----- Text extract -----

In addition to the state-level ICMS tax rate adjustment, cross-border purchases of goods valued below $50 will also be subject to a 20% federal import tax, which has been in effect since August 2024.

According to major importers, this tax rate adjustment will result in an overall tax rate of 50% of the product value for cross-border purchases below $50. For example, an item priced at 100 Brazilian reais will have a "total price" of 150 Brazilian reais after customs duties and VAT.

Local retailers believe that Brazilian businesses face higher taxes compared to cross-border purchases. They see this increase in the ICMS tax rate as a step towards "tax fairness." This decision was made by the National Council of Finance Secretaries (Comsefaz) in December last year but is officially taking effect in April this year.

The Comsefaz committee stated, "This change strengthens the commitment of each state to promote national industrial and commercial development in a globalized context, advancing fairer tax policies, and helping to protect related industries and markets within Brazil."

----- Information shown -----

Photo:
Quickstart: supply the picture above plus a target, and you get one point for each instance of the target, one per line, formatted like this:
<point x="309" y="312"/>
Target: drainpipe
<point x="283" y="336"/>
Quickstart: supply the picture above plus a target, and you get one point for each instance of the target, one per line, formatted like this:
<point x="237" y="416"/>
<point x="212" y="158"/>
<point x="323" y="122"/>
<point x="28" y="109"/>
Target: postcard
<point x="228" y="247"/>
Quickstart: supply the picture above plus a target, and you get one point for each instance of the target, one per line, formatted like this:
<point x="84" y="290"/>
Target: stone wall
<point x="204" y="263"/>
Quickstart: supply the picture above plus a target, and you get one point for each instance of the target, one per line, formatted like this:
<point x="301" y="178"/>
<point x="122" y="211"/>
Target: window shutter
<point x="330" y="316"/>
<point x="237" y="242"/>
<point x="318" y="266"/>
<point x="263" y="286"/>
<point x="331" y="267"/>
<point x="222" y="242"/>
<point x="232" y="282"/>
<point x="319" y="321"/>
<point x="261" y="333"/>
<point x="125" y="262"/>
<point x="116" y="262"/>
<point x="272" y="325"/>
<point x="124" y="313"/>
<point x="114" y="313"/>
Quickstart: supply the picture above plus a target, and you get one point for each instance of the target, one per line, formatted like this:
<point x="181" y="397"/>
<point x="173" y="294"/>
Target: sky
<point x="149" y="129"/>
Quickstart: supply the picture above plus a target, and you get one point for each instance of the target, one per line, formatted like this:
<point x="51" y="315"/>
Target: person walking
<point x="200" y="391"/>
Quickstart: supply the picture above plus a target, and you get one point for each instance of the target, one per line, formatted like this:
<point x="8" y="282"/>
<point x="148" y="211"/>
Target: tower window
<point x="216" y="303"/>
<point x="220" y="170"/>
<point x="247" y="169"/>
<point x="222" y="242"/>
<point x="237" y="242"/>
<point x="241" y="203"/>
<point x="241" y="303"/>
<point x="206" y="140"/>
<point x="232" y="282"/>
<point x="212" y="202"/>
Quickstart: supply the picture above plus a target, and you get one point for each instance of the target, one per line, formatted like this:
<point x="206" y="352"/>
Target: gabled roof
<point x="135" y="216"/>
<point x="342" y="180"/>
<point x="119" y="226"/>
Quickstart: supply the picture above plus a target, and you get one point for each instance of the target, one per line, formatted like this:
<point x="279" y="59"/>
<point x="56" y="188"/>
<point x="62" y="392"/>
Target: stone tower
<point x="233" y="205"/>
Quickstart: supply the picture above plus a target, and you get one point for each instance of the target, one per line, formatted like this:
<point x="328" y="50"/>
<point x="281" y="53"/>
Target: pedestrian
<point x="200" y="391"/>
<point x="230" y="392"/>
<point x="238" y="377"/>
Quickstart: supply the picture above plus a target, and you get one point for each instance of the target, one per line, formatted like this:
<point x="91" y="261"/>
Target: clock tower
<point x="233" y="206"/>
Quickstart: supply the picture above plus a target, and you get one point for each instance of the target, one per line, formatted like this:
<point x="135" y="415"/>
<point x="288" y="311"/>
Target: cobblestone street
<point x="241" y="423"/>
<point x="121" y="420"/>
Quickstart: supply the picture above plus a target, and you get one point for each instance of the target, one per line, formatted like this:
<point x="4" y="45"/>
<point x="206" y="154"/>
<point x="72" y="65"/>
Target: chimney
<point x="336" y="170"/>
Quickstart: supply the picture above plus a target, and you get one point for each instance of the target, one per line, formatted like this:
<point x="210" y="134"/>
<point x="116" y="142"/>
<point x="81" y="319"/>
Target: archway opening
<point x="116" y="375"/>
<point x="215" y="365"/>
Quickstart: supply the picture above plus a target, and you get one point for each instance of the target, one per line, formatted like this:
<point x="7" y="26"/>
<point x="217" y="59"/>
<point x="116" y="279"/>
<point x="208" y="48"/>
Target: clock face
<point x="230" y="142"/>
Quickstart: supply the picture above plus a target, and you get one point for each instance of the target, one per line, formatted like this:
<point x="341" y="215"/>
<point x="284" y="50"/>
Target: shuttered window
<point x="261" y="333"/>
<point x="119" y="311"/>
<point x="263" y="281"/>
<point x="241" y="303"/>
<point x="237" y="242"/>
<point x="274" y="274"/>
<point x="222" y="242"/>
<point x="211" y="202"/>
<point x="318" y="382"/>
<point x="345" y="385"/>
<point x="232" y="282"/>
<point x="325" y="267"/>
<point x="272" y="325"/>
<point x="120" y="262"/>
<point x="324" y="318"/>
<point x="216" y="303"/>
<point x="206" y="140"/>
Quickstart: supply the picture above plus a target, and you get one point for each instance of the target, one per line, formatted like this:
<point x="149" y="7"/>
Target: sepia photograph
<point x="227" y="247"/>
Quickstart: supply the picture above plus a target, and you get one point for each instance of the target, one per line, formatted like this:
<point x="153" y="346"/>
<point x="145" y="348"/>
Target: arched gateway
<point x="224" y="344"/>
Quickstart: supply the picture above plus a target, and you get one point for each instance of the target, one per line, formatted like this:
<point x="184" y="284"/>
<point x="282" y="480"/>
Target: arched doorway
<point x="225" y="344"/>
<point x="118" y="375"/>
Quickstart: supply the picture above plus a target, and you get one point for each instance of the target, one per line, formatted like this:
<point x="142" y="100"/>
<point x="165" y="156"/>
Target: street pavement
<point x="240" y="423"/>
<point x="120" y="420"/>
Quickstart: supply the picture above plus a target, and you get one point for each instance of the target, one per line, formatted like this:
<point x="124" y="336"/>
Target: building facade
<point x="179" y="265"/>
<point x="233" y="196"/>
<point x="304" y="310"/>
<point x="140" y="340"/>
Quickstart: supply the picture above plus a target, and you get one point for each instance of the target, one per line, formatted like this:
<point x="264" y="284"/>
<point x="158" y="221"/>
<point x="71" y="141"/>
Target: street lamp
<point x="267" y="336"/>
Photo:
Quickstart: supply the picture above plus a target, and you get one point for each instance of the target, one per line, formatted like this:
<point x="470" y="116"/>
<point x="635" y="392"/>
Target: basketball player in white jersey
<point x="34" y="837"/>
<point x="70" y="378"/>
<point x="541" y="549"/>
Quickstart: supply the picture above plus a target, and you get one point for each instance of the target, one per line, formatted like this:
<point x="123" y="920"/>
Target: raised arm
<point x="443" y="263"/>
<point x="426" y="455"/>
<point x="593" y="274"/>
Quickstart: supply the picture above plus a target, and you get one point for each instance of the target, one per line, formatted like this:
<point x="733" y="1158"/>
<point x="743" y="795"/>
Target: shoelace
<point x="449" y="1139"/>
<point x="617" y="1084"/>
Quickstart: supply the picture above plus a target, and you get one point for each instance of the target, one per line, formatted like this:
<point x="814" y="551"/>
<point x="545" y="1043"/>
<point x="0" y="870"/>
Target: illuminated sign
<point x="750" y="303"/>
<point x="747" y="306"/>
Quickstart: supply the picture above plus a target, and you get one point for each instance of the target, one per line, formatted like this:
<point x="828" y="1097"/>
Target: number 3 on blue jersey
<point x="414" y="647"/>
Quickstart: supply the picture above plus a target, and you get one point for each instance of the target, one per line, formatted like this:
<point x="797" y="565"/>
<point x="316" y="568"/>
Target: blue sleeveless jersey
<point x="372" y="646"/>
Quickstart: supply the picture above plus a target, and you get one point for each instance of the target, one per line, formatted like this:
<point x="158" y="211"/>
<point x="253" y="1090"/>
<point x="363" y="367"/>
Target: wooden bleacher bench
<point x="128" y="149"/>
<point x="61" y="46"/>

-----

- **Tasks to complete**
(1) According to the passage on Brazil's cross-border purchase taxes, which body made the decision to raise the ICMS tax rate?
(2) Write the next part of the passage on Brazil's cross-border purchase taxes, continuing after its final sentence.

- **Set of answers**
(1) The National Council of Finance Secretaries (Comsefaz).

(2)
In 2024, states had considered raising the national cross-border purchase VAT rate to 25%, but this decision was ultimately postponed. State governments have stated that the purpose of this tax rate increase is to ensure "fair competition between imported goods and domestic products, encouraging Brazilian consumers to purchase more local products."

The Comsefaz committee added in their December statement last year, "Through this measure, Brazilian states hope to strengthen domestic production sectors and expand employment opportunities in the context of increasing competition in cross-border e-commerce."